__指示 1__. システィーナ礼拝堂聖歌隊についての文章によると、1878年に出版された楽譜はパレストリーナのどの曲のものですか。
__指示 2__. システィーナ礼拝堂聖歌隊についての文章を、最後の文の続きから書き進めてください。

:: 参考文章 ::

また、1904年の録音は非公式に行われたので、ローマ市内の別の場所にあるサロンが選ばれており、ここは共鳴の多い空間ではなかった。
普段、礼拝堂や大聖堂で歌っていたモレスキにとって、歌いにくい空間だっただろうか?
だが彼は教会だけで歌っていたわけではなく、上流階級の人々が集まるサロンにも招かれて歌っていた経験がある。

3)1878年に出版されたパレストリーナの楽譜

19世紀のシスティーナ礼拝堂聖歌隊はどのような演奏をしていたのだろうか。
彼らの歌唱様式を想像する手助けになる資料が存在する。
1878年に出版されたパレストリーナの5声のモテット「Peccavimus」の楽譜である。タイトルには、

「システィーナ礼拝堂の伝統的歌唱に従った演奏表現つき。
上記礼拝堂聖歌隊終身指揮者にして、ローマ音楽界を牽引するマエストロ・カヴァリエーレ・ドメニコ・ムスタファ氏による」


と附されている。
ムスタファは類い稀な美声を誇るソプラノ歌手で、指揮者・作曲家としても活躍した。
20代のモレスキをシスティーナに抜擢したのもムスタファであり、モレスキは彼からも多くを学んだ。

上記の楽譜には、様々な演奏指示があらわれる。
ピアニッシモからフォルテッシモまでの強弱記号
クレッシェンドにディミヌエンドなどのディナーミクの指示
ピケッターレと呼ばれる強いアクセント
ポルタメント
ポルタメントは声を「はこぶ」という意味で、ひとつの音から別の音に移るとき、なめらかにスライドする歌い方である。

さらに、
「sottovoce e legato」(静かな声でなめらかに)
「con forza」(力強く)
「con slancio」(情熱的に)
といった、いかにもロマン派音楽的な演奏指示が楽譜じゅうにあふれている。
そして現代のリスナーには評判のよくない、
アッチャカトゥーラ(acciaccatura)
の指示も随所にみられる。

こうした演奏指示は当然ながらパレストリーナのオリジナルのスコアには存在しない。
多くの曲想記号は、当時流行していたオペラなどの世俗音楽の影響を少なからず受けたためである。

またアッチャカトゥーラの技法は、エコーの多い礼拝堂の空間で、多声音楽の各パートの旋律をきわだたせる効果があったので、伝統的に付加されていった。
当時の聖歌隊員にとってこうした演奏法は、各時代の聖歌隊指導者から次の世代の指導者へ、職人技のように脈々と受け継がれてきた伝統芸であって、決して当代風や世俗風というものではなかった。

現代では、宗教音楽はオペラとは異なる清澄な様式で演奏されている。
だが我々も19世紀の人々も、ルネッサンス期の演奏を聴いたことがないのは同じであるともいえる。

:::
:: 提供データ ::

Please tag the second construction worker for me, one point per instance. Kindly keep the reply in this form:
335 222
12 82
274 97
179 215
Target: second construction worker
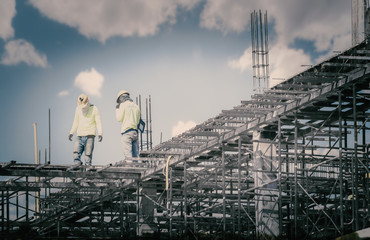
128 113
86 122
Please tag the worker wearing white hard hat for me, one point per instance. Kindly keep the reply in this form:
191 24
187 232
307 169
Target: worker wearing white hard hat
86 122
128 113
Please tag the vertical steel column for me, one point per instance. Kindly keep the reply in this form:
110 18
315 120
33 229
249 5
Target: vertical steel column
27 200
102 213
121 225
223 191
279 178
340 162
295 173
137 207
7 210
147 124
355 157
239 186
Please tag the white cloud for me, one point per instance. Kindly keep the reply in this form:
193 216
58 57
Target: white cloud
226 15
7 12
284 62
90 82
182 127
319 21
18 51
63 93
101 20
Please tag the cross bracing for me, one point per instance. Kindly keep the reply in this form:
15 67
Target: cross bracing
291 162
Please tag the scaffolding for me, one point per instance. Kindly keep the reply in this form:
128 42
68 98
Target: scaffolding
292 162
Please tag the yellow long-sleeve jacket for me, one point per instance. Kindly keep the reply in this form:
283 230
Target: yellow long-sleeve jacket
87 124
129 114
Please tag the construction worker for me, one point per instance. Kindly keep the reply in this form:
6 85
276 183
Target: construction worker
86 122
128 113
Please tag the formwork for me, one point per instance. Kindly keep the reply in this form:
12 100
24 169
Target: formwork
291 163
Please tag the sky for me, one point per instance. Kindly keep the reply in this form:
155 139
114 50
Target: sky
192 58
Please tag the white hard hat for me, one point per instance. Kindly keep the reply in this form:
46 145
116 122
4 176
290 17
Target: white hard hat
82 100
122 92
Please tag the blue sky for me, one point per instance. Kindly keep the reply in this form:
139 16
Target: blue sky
193 57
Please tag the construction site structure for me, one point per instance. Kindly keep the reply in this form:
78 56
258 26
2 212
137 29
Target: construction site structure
293 162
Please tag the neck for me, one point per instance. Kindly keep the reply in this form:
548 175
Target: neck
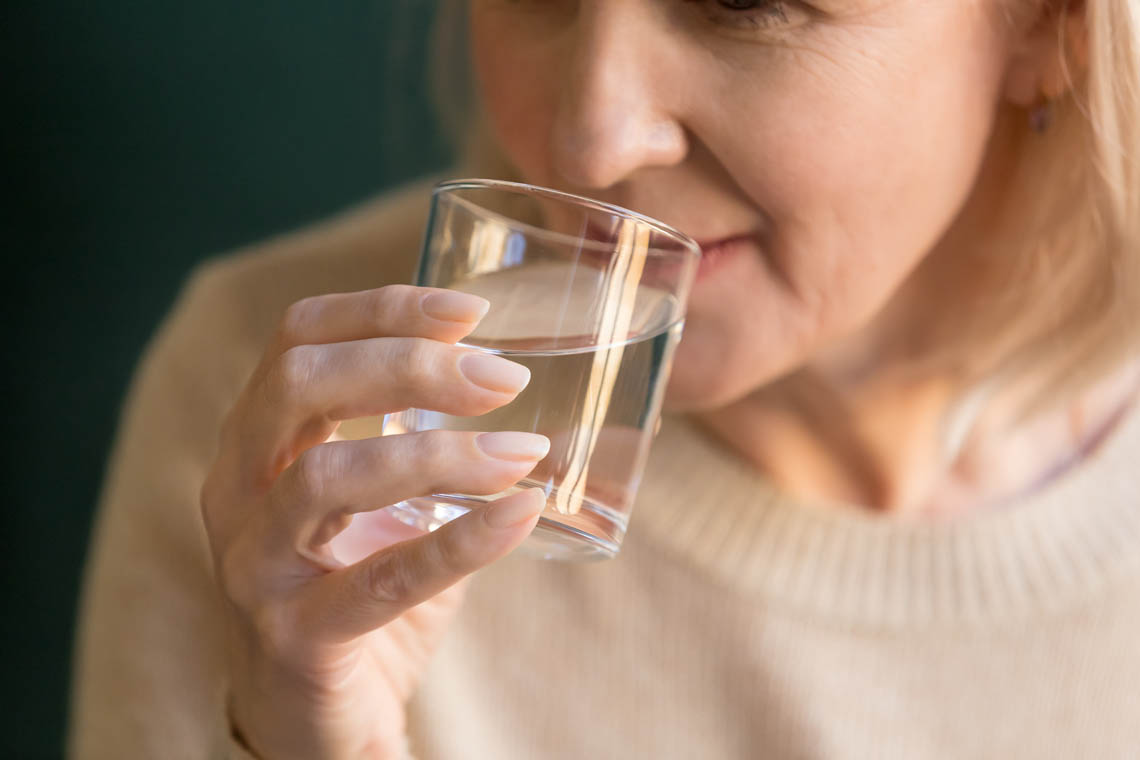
865 424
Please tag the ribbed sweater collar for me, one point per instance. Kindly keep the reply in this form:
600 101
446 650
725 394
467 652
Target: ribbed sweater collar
701 503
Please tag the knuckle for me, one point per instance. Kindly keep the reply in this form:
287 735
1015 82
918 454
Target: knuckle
449 553
388 579
312 471
292 374
417 360
295 320
434 450
385 301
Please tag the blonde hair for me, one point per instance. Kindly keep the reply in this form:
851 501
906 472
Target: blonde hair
1060 303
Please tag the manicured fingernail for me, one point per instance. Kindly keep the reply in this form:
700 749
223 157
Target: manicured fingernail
454 307
515 508
513 447
494 373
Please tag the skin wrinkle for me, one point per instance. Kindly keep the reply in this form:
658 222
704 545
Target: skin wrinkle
849 145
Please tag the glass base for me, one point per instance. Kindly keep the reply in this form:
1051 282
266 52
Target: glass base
552 539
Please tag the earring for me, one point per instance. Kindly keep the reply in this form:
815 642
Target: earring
1041 116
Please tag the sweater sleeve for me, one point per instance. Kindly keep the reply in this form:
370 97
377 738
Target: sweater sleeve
148 665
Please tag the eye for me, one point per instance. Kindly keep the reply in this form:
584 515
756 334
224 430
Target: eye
752 14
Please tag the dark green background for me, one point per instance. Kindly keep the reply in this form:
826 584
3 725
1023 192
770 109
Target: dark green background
139 138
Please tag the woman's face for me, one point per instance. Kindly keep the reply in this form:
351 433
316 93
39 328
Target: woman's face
817 150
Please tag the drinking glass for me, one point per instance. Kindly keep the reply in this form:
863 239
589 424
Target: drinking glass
591 297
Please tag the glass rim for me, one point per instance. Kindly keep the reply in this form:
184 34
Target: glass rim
690 245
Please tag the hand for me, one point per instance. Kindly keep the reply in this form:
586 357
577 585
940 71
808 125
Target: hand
324 654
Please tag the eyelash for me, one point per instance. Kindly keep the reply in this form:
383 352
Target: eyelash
764 14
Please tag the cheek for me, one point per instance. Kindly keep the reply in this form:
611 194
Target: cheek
857 170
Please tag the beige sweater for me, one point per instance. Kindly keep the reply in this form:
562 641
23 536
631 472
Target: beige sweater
735 623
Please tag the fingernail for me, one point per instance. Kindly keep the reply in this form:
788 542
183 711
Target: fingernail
515 508
454 307
494 373
513 447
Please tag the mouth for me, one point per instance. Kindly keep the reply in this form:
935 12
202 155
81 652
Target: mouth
715 254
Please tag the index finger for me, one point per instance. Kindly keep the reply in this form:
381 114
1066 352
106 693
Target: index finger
389 311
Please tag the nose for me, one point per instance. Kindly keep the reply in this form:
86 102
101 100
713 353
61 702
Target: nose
613 115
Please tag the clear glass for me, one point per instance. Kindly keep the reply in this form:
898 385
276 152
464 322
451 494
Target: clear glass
591 297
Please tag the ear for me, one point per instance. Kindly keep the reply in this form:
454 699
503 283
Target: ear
1051 54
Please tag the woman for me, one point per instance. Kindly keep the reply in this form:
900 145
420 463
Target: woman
894 509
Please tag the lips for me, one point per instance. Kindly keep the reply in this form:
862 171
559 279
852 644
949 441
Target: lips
716 254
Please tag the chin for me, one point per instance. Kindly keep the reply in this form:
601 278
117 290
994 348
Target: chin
705 377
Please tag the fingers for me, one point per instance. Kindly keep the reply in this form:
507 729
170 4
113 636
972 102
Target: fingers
310 500
395 310
353 601
312 386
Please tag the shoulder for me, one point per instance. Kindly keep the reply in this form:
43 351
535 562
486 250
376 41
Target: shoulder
228 308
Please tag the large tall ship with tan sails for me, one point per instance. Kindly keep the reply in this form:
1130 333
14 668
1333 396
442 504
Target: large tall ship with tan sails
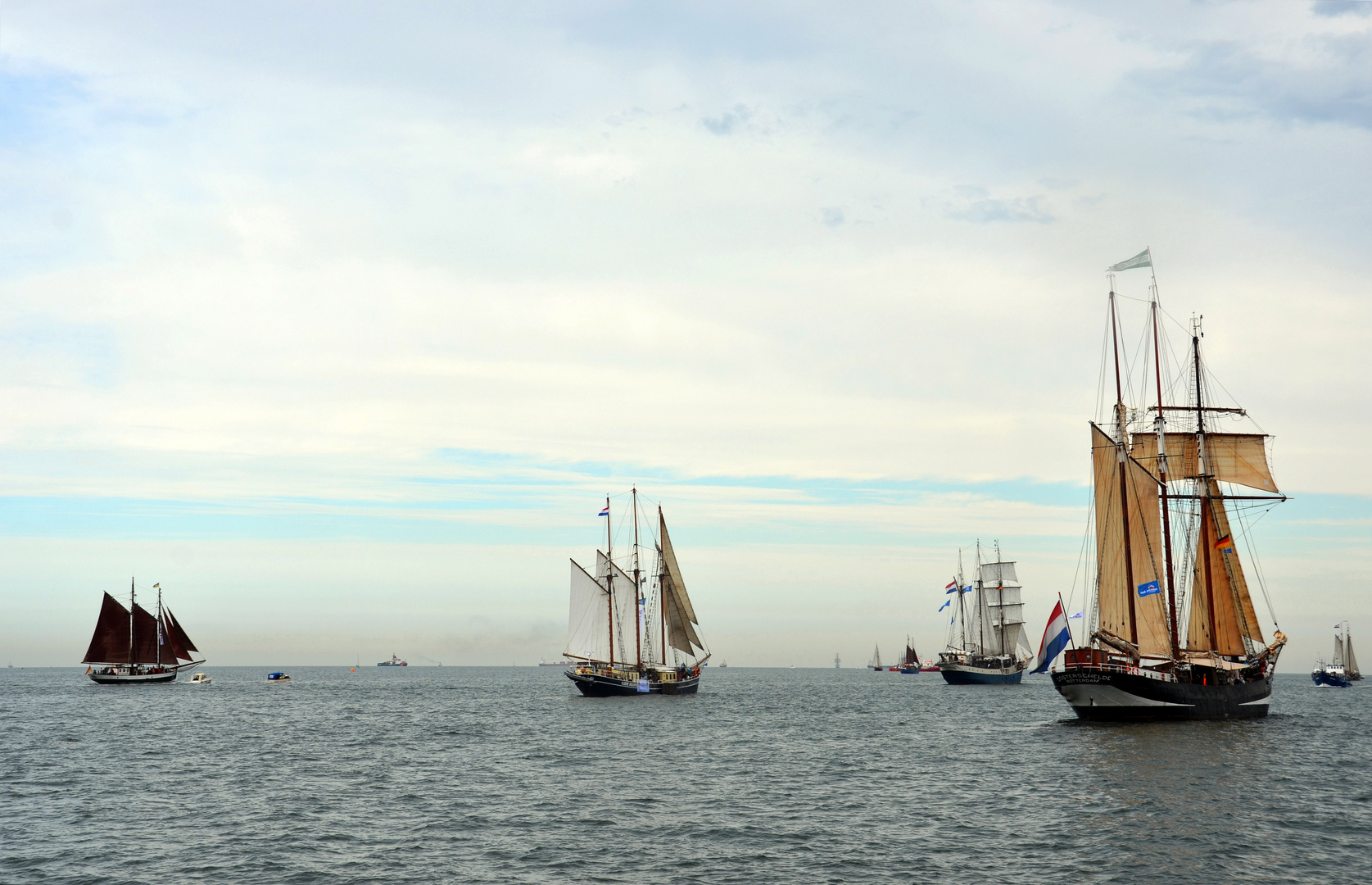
633 630
1173 629
132 647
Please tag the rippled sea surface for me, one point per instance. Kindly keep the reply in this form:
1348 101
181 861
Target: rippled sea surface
465 774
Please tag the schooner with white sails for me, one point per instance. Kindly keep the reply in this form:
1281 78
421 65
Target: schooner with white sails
1173 629
633 630
987 642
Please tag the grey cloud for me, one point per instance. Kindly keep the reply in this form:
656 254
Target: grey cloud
980 207
1229 81
726 122
1331 8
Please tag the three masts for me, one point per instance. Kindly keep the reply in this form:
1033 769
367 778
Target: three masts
1162 648
987 642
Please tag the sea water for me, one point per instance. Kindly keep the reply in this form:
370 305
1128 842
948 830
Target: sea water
463 774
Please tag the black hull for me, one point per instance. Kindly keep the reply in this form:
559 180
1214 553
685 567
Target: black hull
1117 696
599 685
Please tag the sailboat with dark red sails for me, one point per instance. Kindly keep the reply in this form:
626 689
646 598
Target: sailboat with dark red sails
132 647
1173 629
630 630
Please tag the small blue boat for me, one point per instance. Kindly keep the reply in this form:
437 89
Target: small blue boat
1333 677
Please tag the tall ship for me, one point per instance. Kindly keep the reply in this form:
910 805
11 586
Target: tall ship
910 660
1172 629
132 647
632 630
987 642
1343 669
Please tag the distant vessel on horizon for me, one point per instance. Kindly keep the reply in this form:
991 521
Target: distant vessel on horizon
130 647
987 642
658 606
910 661
1343 671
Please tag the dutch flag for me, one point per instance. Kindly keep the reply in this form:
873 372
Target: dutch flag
1055 638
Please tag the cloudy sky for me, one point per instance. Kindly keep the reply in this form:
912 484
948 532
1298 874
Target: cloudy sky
341 320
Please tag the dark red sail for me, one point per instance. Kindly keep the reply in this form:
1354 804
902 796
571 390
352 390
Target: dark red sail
180 634
172 640
110 644
146 640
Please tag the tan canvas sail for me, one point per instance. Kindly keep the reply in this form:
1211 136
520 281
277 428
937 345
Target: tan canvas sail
1232 457
1146 547
587 618
677 606
1234 614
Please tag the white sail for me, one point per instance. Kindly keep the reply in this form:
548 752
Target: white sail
587 618
624 610
994 574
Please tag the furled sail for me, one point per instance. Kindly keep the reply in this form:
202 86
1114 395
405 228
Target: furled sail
1144 542
147 638
1231 457
1234 615
110 644
681 616
587 618
998 573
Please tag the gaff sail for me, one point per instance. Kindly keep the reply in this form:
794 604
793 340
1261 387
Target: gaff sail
681 615
110 644
1232 606
1148 573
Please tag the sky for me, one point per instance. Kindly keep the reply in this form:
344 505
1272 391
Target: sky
341 320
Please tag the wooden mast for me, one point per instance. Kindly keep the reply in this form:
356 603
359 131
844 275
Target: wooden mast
1162 474
609 581
132 602
1000 596
662 588
1122 460
1205 494
638 640
981 604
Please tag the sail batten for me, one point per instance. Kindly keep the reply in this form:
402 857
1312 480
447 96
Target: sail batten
1239 459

:::

__模範解答 1__. 5声のモテット「Peccavimus」です。

__模範解答 2__.
4)19世紀前半:オットー・ニコライの報告

オットー・ニコライ(1810-1849)はドイツの作曲家で指揮者。
19世紀前半の記録になるが、ローマを訪れたニコライはシスティーナ礼拝堂聖歌隊の演奏について次のように述べている。

「歌手たちは装飾や経過音を加えたりアゴーギグをつけるなど、ソロパートをかなり自由に歌う裁量が与えられている。
こうした慣習は、この礼拝堂のもっとも有名な部分であり、同時に弱点でもある。
というのも最近作曲された音楽には、たいてい華麗な装飾が似合わないうえ、彼らの装飾はしばしば過剰なのだ。
しかしそれでも、その特別な様式で演奏されるソロパートは言葉であらわせないほど美しい」


即興で装飾を加える習慣は、パレストリーナの時代から存在した。
装飾の様式はルネサンス期とは異なっていただろうが、システィーナ礼拝堂の伝統として受け継がれてきたのだ。
それは高度なテクニックを要し、システィーナの「名物」であったが、いつでも美点であったわけではないようだ。
19世紀のロマン派のスタイルで作曲された最新の聖歌には適さず、旋律本来の美しさを損なってしまうし、ルネサンス・バロック期の音楽であっても、重唱において複数の歌手が一緒に即興をおこなった場合、競い合う彼らの即興は時に不協和音を生むこともあったのだ。

モレスキが聖歌隊に加入したころも、装飾を付加して歌う習慣は残っていた。
そのひとつが、「コントラップント・アッラ・メンテ(contrappunto alla mente)」で、和声を踏まえたカデンツァを挿入してゆく装飾法だとされる。
ちなみに「contrappunto」は「対位法」を意味する。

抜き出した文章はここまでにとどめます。